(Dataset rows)
________

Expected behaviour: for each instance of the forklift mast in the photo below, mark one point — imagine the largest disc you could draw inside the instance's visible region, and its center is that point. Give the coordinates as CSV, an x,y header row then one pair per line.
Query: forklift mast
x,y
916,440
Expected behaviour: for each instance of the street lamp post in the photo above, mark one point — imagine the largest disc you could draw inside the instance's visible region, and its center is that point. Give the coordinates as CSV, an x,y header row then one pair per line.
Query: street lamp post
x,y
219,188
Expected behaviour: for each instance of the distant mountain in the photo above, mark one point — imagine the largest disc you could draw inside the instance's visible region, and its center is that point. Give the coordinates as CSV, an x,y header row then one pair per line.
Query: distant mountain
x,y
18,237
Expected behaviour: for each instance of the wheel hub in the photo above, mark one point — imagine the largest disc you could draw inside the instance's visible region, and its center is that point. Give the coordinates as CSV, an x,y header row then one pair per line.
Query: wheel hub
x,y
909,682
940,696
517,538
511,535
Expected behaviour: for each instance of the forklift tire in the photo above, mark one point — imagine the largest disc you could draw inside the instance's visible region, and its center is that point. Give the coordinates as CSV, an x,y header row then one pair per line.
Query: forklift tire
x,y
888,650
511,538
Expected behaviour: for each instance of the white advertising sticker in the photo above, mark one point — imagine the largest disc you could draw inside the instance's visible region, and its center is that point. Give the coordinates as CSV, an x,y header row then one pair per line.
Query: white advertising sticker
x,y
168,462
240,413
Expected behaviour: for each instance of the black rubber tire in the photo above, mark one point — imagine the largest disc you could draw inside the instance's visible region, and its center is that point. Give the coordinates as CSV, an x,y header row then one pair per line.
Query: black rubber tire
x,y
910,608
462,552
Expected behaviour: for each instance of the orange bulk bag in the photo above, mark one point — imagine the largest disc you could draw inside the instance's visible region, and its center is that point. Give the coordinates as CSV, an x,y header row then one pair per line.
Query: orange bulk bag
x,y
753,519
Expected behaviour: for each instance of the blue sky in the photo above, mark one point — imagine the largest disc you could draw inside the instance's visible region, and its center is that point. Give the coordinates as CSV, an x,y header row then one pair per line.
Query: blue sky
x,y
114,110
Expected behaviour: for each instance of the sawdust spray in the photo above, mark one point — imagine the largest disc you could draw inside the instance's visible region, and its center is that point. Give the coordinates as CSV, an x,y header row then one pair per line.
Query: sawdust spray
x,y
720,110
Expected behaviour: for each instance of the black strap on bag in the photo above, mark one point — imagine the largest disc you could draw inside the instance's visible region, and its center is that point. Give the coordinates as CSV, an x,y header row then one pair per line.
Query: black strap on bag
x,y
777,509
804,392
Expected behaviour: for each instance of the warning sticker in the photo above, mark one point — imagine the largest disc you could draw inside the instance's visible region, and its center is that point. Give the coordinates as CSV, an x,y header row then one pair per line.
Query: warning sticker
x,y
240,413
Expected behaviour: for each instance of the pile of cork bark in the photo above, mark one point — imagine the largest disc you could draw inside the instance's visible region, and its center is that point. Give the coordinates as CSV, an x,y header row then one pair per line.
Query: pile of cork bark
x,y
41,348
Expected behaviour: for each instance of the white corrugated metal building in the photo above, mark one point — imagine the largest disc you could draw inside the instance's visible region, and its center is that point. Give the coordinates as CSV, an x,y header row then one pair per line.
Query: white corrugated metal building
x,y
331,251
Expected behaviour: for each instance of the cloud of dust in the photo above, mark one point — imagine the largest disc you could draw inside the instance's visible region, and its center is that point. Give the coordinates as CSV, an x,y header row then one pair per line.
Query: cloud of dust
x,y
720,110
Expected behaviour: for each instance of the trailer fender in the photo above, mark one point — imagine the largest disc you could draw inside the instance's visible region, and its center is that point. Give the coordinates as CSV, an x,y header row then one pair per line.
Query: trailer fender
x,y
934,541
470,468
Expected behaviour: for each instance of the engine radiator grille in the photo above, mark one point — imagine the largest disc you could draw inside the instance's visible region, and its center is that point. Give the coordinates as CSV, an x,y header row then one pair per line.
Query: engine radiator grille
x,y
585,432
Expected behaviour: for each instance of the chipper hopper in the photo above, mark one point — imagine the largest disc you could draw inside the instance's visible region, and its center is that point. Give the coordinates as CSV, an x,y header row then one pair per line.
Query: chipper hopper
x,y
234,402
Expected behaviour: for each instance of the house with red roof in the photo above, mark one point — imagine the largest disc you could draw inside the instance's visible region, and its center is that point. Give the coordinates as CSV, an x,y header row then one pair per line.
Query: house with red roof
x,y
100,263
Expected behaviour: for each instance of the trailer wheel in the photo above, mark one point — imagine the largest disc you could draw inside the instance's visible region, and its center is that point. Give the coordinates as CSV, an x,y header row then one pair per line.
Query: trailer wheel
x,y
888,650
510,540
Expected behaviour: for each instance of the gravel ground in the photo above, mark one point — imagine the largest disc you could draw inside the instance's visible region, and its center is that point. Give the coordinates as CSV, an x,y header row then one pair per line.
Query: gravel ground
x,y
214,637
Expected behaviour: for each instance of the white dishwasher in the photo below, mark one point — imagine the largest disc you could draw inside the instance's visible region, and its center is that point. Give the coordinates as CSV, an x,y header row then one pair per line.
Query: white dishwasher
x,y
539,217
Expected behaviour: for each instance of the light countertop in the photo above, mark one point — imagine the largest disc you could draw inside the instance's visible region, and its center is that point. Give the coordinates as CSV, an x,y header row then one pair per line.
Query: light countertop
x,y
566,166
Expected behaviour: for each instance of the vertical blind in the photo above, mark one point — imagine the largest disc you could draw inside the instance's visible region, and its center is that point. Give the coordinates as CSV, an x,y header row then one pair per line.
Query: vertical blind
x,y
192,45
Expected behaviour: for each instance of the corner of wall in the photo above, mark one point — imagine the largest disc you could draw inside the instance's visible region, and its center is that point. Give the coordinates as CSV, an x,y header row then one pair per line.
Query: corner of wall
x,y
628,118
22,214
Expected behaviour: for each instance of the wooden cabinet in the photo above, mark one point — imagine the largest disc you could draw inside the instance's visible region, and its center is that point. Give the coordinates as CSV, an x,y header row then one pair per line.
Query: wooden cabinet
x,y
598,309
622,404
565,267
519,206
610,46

________

** Instructions to follow **
Format all of the items above as a JSON list of strings, one string per line. Leave out any blank lines.

** The result **
[
  "Expected behaviour: for each instance of the forklift mast in the photo below, mark one point — imagine the largest disc you could draw inside the instance's visible region, and its center is that point. Give the coordinates as CSV, an x,y header row then one pair per line.",
  "Query: forklift mast",
  "x,y",
  "916,440",
  "Expected behaviour: for each instance of the street lamp post in the photo above, mark one point — imagine the largest disc you could draw inside the instance's visible region, and its center is that point. Give the coordinates as CSV, an x,y header row then one pair per line.",
  "Query: street lamp post",
  "x,y",
  "219,188",
  "Expected behaviour: for each instance of the distant mountain in the photo above, mark one point — imagine the largest disc you could draw inside the instance's visible region, and its center is that point. Give the coordinates as CSV, an x,y header row then one pair per line.",
  "Query: distant mountain",
  "x,y",
  "18,237",
  "Expected behaviour: for each instance of the wheel hub in the photo above, mark one point — imagine the largest disc you could draw inside the instance's visible region, and its center is that point. Give the coordinates as CSV, an x,y header row then one pair per line.",
  "Query: wheel hub",
  "x,y",
  "909,682",
  "940,696",
  "517,538",
  "511,535",
  "Expected behaviour: for each instance of the forklift tire in the photo above, mark one point — imagine the largest disc you could draw inside the instance's visible region, and its center is that point. Give the coordinates as CSV, an x,y header row then one pair per line.",
  "Query: forklift tire",
  "x,y",
  "888,650",
  "511,538",
  "Expected behaviour: for each instance of the white advertising sticker in the photo above, mark one point — imagine the largest disc you could draw inside the instance's visible region, and its center is that point. Give the coordinates as CSV, an x,y header row then one pair per line.",
  "Query: white advertising sticker",
  "x,y",
  "168,462",
  "240,413",
  "Expected behaviour: for each instance of the black rubber tire in the photo above, mark one point — imagine the largest disc you could draw inside the instance's visible region, and its center is that point. Give the coordinates as CSV, an x,y header row then one pair per line.",
  "Query: black rubber tire",
  "x,y",
  "910,608",
  "462,552",
  "Expected behaviour: for each instance of the orange bulk bag in the photo above, mark one point — imagine the largest disc you could draw inside the instance's visible region, and its center is that point. Give the coordinates as CSV, an x,y header row then one pair per line.",
  "Query: orange bulk bag",
  "x,y",
  "753,519",
  "Expected behaviour: for each instance of the blue sky in the photo above, mark one point — imagine the largest disc you could draw inside the instance's visible region, and its center is that point. Give the coordinates as CSV, an x,y header row then one pair per line.",
  "Query: blue sky",
  "x,y",
  "114,110",
  "Expected behaviour: for each instance of the sawdust spray in the photo above, mark one point — imagine the largest disc you could draw inside the instance's visible region, and its center is that point. Give the coordinates as CSV, an x,y header row then one pair per line.",
  "Query: sawdust spray",
  "x,y",
  "720,110",
  "Expected behaviour: for each instance of the black strap on bag in the photo above, mark one point — imagine the largest disc you could draw inside the instance's visible region, and its center is that point. Give the coordinates as CSV, an x,y header row then one pair per line.",
  "Query: black strap on bag",
  "x,y",
  "777,509",
  "804,392",
  "Expected behaviour: for each instance of the warning sticker in the photo above, mark one point — imagine the largest disc you could draw inside the instance's visible region, and its center is that point. Give the coordinates as CSV, an x,y header row then one pair per line.",
  "Query: warning sticker",
  "x,y",
  "240,413",
  "Expected behaviour: for each instance of the pile of cork bark in the photo above, mark one point — imagine the largest disc you could draw inside the instance's visible region, and its center is that point. Give the coordinates as CSV, an x,y header row then one pair per line.",
  "Query: pile of cork bark",
  "x,y",
  "41,348",
  "Expected behaviour: for each instance of the white corrugated metal building in the photo above, mark one point — imagine the largest disc you could draw inside the instance's visible region, and its center is that point. Give the coordinates as CSV, an x,y header row then one pair per line.",
  "Query: white corrugated metal building",
  "x,y",
  "331,251",
  "Expected behaviour: for each instance of the cloud of dust in the photo above, mark one point — imagine the largest disc you could draw inside the instance's visible region, and its center is that point. Give the coordinates as CSV, an x,y header row then one pair per line.",
  "Query: cloud of dust",
  "x,y",
  "720,110",
  "Expected behaviour: for each instance of the trailer fender in the photo above, mark one point — imagine the largest disc you could draw inside the instance's visible region, and its center is that point. Give the coordinates as CSV, an x,y header row then one pair per line.",
  "Query: trailer fender",
  "x,y",
  "934,541",
  "470,468",
  "Expected behaviour: for each instance of the engine radiator grille in the photo above, mark one point — imagine the largest disc you could draw inside the instance's visible region, and its center is that point. Give the coordinates as CSV, an x,y header row then one pair per line.",
  "Query: engine radiator grille",
  "x,y",
  "585,432",
  "Expected behaviour: for each instance of the chipper hopper in the photo above, mark one point — imagine the largest disc you could draw inside the instance's visible region, and its center is that point. Give the coordinates as CSV, an x,y header row then one pair per line.",
  "Query: chipper hopper",
  "x,y",
  "234,402",
  "Expected behaviour: for each instance of the house with red roof in the photo above, mark one point — imagine the largest disc you could draw inside the instance's visible region, and its center is that point. Give the coordinates as CSV, an x,y header row then one pair per line.",
  "Query: house with red roof",
  "x,y",
  "100,263",
  "Expected behaviour: for each instance of the trailer wheel in the photo above, mark one point — imagine the largest disc you could draw inside the instance's visible region, and its center is that point. Give the coordinates as CSV, an x,y header row then one pair per line.",
  "Query: trailer wheel",
  "x,y",
  "888,650",
  "510,540",
  "Expected behaviour: for each instance of the gravel ground in the photo above, mark one point — imagine the largest disc you could draw inside the instance's visible region, and its center is that point. Give the coordinates as CSV, an x,y header row then one pair per line.",
  "Query: gravel ground",
  "x,y",
  "214,637",
  "Expected behaviour: for each instance of the white dishwasher in the photo below, mark one point — imagine the largest disc you could draw inside the instance's visible region, and its center is that point. Give the coordinates as CSV, an x,y header row then one pair per line.",
  "Query: white dishwasher",
  "x,y",
  "539,217",
  "Expected behaviour: for each instance of the light countertop in the photo above, mark one point — imagine the largest disc you could draw inside the instance's visible region, and its center is that point. Give the coordinates as CSV, an x,y header row then one pair per line.",
  "Query: light countertop",
  "x,y",
  "566,166",
  "Expected behaviour: for each instance of the vertical blind in the photo above, mark one point — imagine the largest disc you could draw inside the instance's visible region, and its center is that point. Give the coordinates as CSV, an x,y header row then one pair per line.",
  "Query: vertical blind",
  "x,y",
  "192,45",
  "Expected behaviour: for each instance of the corner of wall in the photo above, mark one point — imagine the largest disc you could draw inside the instance's visible region, and its center is that point. Give the coordinates as CSV, an x,y header row then one pair per line.",
  "Query: corner of wall",
  "x,y",
  "628,118",
  "22,214",
  "Expected behaviour: for each instance of the wooden cabinet in the photo above, mark one point — imagine the largest disc you could draw inside the instance's visible region, and its center is that point. Give the coordinates as CSV, an x,y header row then one pair per line.",
  "Query: wooden cabinet",
  "x,y",
  "598,309",
  "622,404",
  "565,267",
  "519,206",
  "610,46"
]